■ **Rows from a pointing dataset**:
──────────────────────────────

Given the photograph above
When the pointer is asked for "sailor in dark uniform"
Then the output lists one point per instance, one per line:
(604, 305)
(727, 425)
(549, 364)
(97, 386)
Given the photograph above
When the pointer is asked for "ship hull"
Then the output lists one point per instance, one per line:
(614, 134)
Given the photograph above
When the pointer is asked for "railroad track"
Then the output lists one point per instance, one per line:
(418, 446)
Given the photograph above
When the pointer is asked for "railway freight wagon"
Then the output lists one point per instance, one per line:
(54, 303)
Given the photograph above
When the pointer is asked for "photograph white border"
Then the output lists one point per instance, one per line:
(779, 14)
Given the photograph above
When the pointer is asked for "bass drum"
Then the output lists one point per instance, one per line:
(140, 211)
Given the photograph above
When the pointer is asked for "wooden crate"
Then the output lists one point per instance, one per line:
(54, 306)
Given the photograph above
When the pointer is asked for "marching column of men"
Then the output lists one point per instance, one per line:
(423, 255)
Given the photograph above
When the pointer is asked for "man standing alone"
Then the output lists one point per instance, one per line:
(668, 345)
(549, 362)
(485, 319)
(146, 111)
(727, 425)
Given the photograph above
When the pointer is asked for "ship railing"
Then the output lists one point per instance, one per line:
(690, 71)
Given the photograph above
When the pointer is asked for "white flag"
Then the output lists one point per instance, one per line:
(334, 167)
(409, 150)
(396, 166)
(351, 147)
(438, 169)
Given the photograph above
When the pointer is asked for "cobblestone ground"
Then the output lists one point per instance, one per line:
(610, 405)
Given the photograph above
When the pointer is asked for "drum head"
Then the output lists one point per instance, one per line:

──────────────────────────────

■ **Task**: Repeat every record exactly as written, please.

■ **Complete answer**:
Given the photograph above
When the pointer is asked for "sailor in dark uniform"
Then the output lists one point per instance, one per line:
(604, 305)
(727, 425)
(549, 364)
(97, 386)
Given the photograph above
When the pointer is asked for "ship hull"
Then the output lists one point per instance, one per line:
(614, 134)
Given the photograph above
When the pointer is asked for "railroad track"
Then the output lists one point per instance, one per line:
(418, 446)
Given the photograph above
When the pointer is asked for "railway freight wagon"
Then the output lists one point per instance, one per line:
(54, 303)
Given the photograph above
When the pointer is asked for "photograph white border"
Then the output lists one point per instance, one per line:
(779, 14)
Given the photograph above
When the pointer is asked for "bass drum"
Then the output lists one point per instance, one per line:
(140, 211)
Given the photograph above
When the pointer is asked for "wooden crate"
Then the output lists one point per instance, one per line:
(54, 306)
Given the photograph above
When the pointer is asked for "marching column of men"
Then the output lists one point per instance, one per line:
(423, 255)
Given the photograph above
When the pointer is asked for "man standing alone"
Then the output lists one point per instance, one per line:
(668, 345)
(549, 362)
(485, 319)
(146, 111)
(727, 425)
Given the photograph above
When the pointer is asked for "ship railing"
Then the output lists one point per instance, one per line:
(690, 71)
Given the photograph above
When the pointer is asked for "white flag"
Then the output lists one point per instance, one per line:
(334, 167)
(409, 150)
(396, 166)
(351, 147)
(438, 169)
Given the photograph above
When the pointer is asked for "cobblestone ground"
Then the output lists one point per instance, one per line:
(610, 405)
Given the photograph above
When the pointer is asked for "drum head"
Then the output lists one point per instance, one per line:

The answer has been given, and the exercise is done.